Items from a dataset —
■ ■ ■ ■ ■

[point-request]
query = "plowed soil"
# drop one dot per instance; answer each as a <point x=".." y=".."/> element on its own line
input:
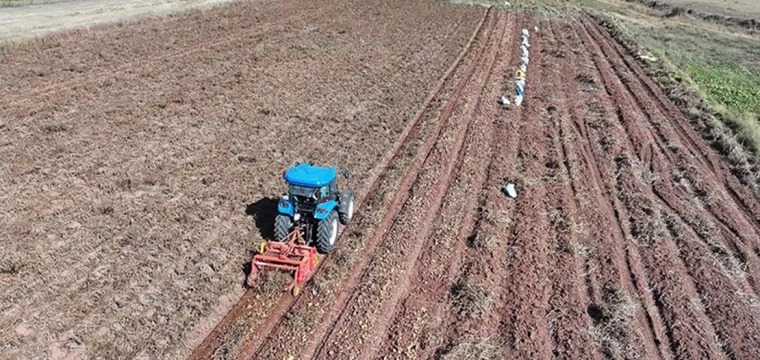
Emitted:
<point x="126" y="188"/>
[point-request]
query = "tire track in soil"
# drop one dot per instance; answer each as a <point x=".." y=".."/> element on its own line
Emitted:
<point x="637" y="267"/>
<point x="374" y="196"/>
<point x="528" y="317"/>
<point x="569" y="323"/>
<point x="420" y="317"/>
<point x="612" y="273"/>
<point x="739" y="230"/>
<point x="658" y="115"/>
<point x="358" y="331"/>
<point x="680" y="317"/>
<point x="483" y="266"/>
<point x="698" y="269"/>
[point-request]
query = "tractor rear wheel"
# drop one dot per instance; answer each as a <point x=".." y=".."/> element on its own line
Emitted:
<point x="346" y="210"/>
<point x="282" y="225"/>
<point x="327" y="233"/>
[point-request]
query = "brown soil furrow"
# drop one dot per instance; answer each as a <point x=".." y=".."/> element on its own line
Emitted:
<point x="680" y="127"/>
<point x="618" y="286"/>
<point x="340" y="268"/>
<point x="366" y="317"/>
<point x="105" y="304"/>
<point x="674" y="294"/>
<point x="689" y="265"/>
<point x="527" y="291"/>
<point x="483" y="266"/>
<point x="419" y="321"/>
<point x="670" y="124"/>
<point x="707" y="188"/>
<point x="374" y="196"/>
<point x="570" y="325"/>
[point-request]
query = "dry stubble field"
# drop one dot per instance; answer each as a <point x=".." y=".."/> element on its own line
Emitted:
<point x="129" y="183"/>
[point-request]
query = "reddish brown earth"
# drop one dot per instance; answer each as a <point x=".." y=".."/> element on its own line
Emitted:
<point x="127" y="185"/>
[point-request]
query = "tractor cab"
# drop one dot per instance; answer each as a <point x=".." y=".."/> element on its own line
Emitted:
<point x="314" y="205"/>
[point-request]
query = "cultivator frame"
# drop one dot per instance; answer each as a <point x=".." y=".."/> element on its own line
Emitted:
<point x="290" y="254"/>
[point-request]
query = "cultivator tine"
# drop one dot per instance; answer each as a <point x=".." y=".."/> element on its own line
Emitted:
<point x="289" y="255"/>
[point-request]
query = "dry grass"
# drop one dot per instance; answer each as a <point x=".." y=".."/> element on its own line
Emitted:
<point x="482" y="241"/>
<point x="474" y="348"/>
<point x="613" y="324"/>
<point x="470" y="300"/>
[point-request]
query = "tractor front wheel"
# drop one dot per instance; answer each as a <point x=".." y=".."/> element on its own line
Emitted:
<point x="327" y="233"/>
<point x="282" y="225"/>
<point x="346" y="208"/>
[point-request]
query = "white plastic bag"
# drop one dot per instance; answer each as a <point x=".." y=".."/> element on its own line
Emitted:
<point x="518" y="100"/>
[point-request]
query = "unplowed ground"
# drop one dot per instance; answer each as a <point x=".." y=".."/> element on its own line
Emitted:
<point x="629" y="237"/>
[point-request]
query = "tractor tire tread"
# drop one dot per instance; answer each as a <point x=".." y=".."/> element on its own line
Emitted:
<point x="324" y="229"/>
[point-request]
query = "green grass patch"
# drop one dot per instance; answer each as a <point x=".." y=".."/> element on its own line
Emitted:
<point x="723" y="67"/>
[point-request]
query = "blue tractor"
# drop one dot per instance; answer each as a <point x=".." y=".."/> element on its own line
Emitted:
<point x="313" y="205"/>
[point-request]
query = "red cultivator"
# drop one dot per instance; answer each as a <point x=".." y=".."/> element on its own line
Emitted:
<point x="290" y="254"/>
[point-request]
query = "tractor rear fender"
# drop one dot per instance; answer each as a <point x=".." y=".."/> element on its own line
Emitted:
<point x="285" y="206"/>
<point x="345" y="199"/>
<point x="324" y="209"/>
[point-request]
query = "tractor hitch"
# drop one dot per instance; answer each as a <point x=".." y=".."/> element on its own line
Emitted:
<point x="290" y="254"/>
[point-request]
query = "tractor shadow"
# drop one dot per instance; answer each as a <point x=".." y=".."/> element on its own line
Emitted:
<point x="263" y="212"/>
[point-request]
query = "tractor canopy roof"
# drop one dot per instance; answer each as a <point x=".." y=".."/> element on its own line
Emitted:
<point x="310" y="176"/>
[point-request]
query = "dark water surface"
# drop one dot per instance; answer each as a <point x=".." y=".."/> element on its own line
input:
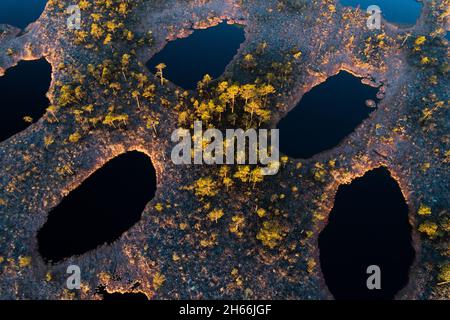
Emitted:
<point x="206" y="51"/>
<point x="325" y="116"/>
<point x="401" y="12"/>
<point x="22" y="91"/>
<point x="99" y="211"/>
<point x="20" y="13"/>
<point x="368" y="226"/>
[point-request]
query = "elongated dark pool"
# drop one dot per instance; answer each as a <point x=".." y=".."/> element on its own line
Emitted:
<point x="325" y="116"/>
<point x="99" y="211"/>
<point x="23" y="94"/>
<point x="368" y="226"/>
<point x="20" y="13"/>
<point x="206" y="51"/>
<point x="401" y="12"/>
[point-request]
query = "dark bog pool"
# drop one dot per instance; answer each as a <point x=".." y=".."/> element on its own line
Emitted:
<point x="206" y="51"/>
<point x="325" y="116"/>
<point x="22" y="91"/>
<point x="368" y="226"/>
<point x="401" y="12"/>
<point x="117" y="296"/>
<point x="20" y="13"/>
<point x="99" y="211"/>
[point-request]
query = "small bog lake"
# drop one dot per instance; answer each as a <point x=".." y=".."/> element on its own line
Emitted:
<point x="206" y="51"/>
<point x="325" y="116"/>
<point x="401" y="12"/>
<point x="23" y="94"/>
<point x="20" y="13"/>
<point x="101" y="209"/>
<point x="367" y="226"/>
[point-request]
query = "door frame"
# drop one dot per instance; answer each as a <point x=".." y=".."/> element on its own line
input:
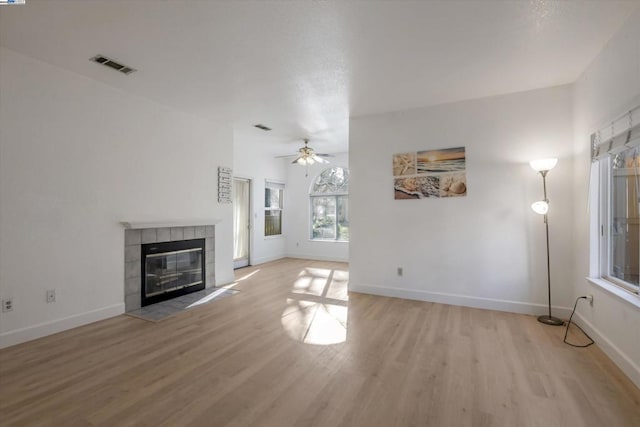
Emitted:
<point x="250" y="219"/>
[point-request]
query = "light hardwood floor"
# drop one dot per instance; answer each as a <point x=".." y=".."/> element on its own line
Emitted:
<point x="288" y="350"/>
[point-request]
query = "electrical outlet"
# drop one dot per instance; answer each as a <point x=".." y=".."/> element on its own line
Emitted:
<point x="51" y="295"/>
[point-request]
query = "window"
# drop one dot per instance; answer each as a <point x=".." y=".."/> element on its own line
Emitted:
<point x="329" y="205"/>
<point x="273" y="195"/>
<point x="618" y="159"/>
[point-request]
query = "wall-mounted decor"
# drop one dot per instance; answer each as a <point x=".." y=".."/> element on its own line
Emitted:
<point x="430" y="173"/>
<point x="224" y="185"/>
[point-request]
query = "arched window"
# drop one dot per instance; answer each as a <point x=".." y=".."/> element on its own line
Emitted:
<point x="329" y="195"/>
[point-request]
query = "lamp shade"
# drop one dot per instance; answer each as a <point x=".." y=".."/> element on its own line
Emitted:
<point x="541" y="165"/>
<point x="540" y="207"/>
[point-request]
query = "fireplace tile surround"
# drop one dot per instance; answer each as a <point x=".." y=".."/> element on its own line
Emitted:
<point x="137" y="235"/>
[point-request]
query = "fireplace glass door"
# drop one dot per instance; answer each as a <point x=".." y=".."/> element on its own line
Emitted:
<point x="172" y="269"/>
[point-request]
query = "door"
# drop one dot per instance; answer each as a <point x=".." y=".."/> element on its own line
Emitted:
<point x="241" y="221"/>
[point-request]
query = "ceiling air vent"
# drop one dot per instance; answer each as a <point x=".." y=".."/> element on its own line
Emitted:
<point x="100" y="59"/>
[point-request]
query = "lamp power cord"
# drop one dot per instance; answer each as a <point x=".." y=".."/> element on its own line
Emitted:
<point x="577" y="326"/>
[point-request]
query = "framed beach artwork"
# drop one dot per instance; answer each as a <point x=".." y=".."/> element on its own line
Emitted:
<point x="430" y="173"/>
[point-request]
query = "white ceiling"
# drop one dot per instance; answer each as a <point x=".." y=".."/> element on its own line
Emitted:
<point x="304" y="67"/>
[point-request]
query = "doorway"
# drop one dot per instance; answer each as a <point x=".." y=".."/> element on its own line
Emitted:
<point x="241" y="222"/>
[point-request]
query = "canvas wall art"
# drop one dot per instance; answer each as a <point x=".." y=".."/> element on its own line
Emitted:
<point x="430" y="173"/>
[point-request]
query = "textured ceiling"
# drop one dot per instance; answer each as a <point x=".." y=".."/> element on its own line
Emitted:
<point x="304" y="67"/>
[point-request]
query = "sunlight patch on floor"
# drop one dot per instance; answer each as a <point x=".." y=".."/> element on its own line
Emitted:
<point x="317" y="308"/>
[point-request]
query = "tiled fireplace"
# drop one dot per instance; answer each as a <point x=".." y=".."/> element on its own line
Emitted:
<point x="181" y="249"/>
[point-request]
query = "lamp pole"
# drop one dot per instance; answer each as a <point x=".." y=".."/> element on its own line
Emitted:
<point x="548" y="319"/>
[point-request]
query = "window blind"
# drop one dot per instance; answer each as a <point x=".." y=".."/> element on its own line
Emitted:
<point x="620" y="135"/>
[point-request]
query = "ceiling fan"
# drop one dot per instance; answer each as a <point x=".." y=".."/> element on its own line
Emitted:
<point x="308" y="156"/>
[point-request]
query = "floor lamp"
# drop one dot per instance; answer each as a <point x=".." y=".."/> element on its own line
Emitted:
<point x="543" y="166"/>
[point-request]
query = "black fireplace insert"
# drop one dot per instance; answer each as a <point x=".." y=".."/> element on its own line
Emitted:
<point x="171" y="269"/>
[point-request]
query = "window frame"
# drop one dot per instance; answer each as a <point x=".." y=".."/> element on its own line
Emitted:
<point x="328" y="195"/>
<point x="604" y="224"/>
<point x="271" y="185"/>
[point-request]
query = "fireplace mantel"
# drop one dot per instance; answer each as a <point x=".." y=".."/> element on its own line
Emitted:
<point x="135" y="225"/>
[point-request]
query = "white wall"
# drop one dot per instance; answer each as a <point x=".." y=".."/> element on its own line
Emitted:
<point x="77" y="157"/>
<point x="299" y="244"/>
<point x="609" y="87"/>
<point x="253" y="162"/>
<point x="486" y="249"/>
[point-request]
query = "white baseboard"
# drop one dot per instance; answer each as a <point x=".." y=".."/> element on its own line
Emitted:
<point x="624" y="362"/>
<point x="462" y="300"/>
<point x="317" y="257"/>
<point x="29" y="333"/>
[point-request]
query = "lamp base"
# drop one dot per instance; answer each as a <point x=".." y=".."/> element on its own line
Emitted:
<point x="550" y="320"/>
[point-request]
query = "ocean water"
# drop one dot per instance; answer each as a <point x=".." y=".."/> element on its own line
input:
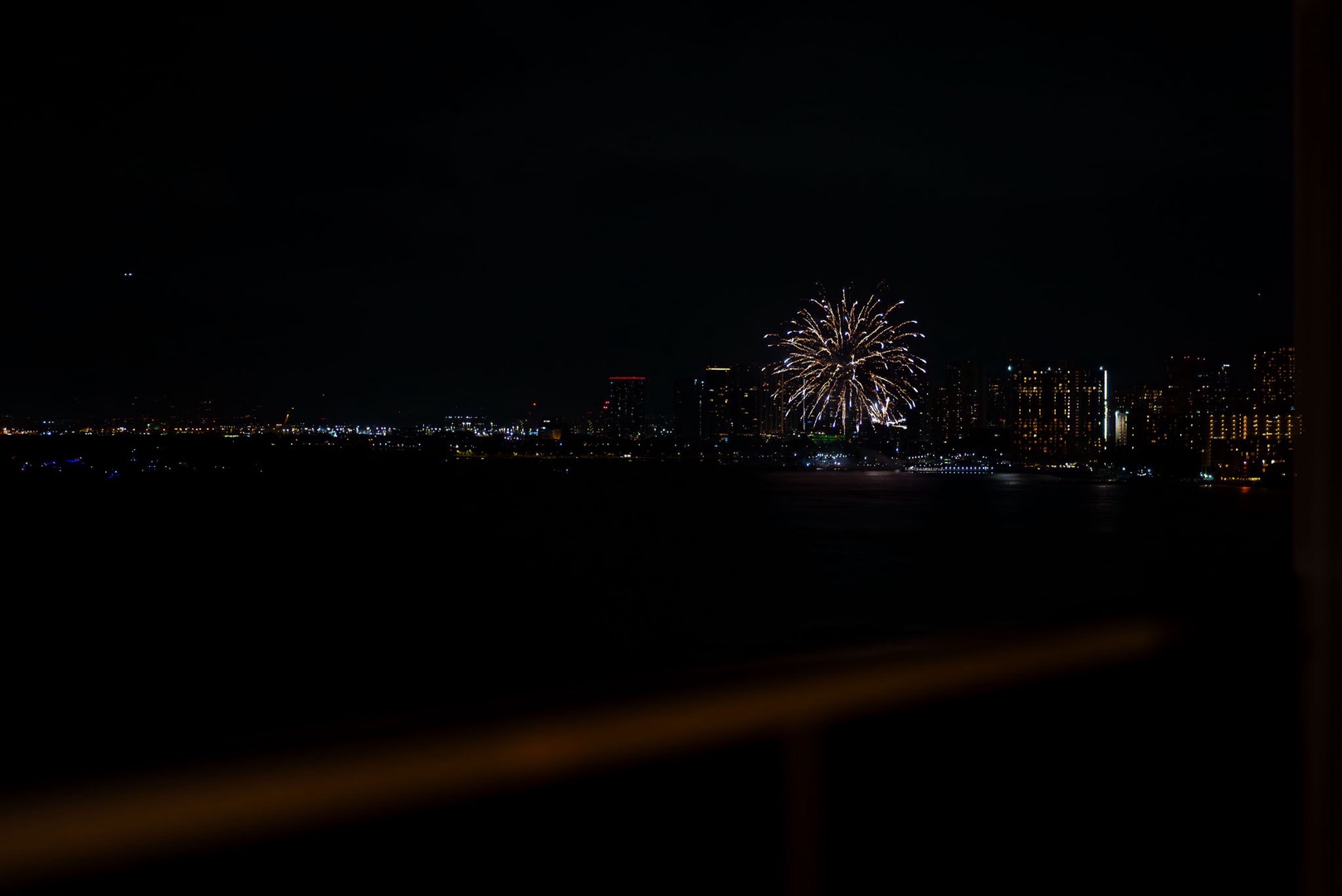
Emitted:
<point x="173" y="619"/>
<point x="210" y="613"/>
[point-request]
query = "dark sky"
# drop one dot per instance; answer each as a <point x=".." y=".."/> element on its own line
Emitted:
<point x="467" y="211"/>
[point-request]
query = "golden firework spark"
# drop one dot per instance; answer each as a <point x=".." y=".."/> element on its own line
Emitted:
<point x="847" y="365"/>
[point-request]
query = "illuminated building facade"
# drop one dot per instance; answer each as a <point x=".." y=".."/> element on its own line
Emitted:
<point x="627" y="408"/>
<point x="1057" y="412"/>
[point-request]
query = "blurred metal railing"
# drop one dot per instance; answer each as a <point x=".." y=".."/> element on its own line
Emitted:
<point x="76" y="830"/>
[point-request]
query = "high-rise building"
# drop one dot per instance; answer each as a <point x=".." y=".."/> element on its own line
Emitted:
<point x="687" y="408"/>
<point x="1272" y="374"/>
<point x="1057" y="412"/>
<point x="963" y="400"/>
<point x="627" y="408"/>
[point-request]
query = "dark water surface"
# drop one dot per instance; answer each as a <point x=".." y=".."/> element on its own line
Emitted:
<point x="154" y="620"/>
<point x="206" y="613"/>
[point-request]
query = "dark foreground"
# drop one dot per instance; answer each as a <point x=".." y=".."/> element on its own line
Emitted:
<point x="165" y="622"/>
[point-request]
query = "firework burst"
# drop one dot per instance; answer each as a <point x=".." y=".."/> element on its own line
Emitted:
<point x="847" y="365"/>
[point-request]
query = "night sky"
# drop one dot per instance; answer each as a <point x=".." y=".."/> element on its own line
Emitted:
<point x="395" y="217"/>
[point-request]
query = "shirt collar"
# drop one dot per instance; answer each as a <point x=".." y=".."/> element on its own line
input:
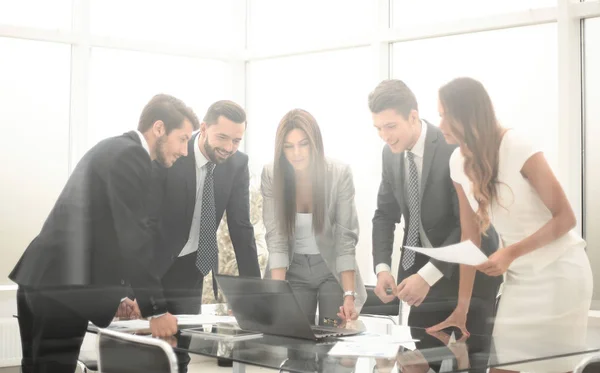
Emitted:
<point x="198" y="156"/>
<point x="419" y="148"/>
<point x="144" y="142"/>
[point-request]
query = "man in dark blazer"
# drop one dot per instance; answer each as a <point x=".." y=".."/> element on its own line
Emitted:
<point x="416" y="185"/>
<point x="195" y="193"/>
<point x="97" y="238"/>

■ ■ ■ ■ ■

WORK TO BE COMPLETED —
Pull out every line of the rows above that contains the string "patch". Case counts.

ANSWER —
query = "green grass patch"
query = "sunlight patch on floor"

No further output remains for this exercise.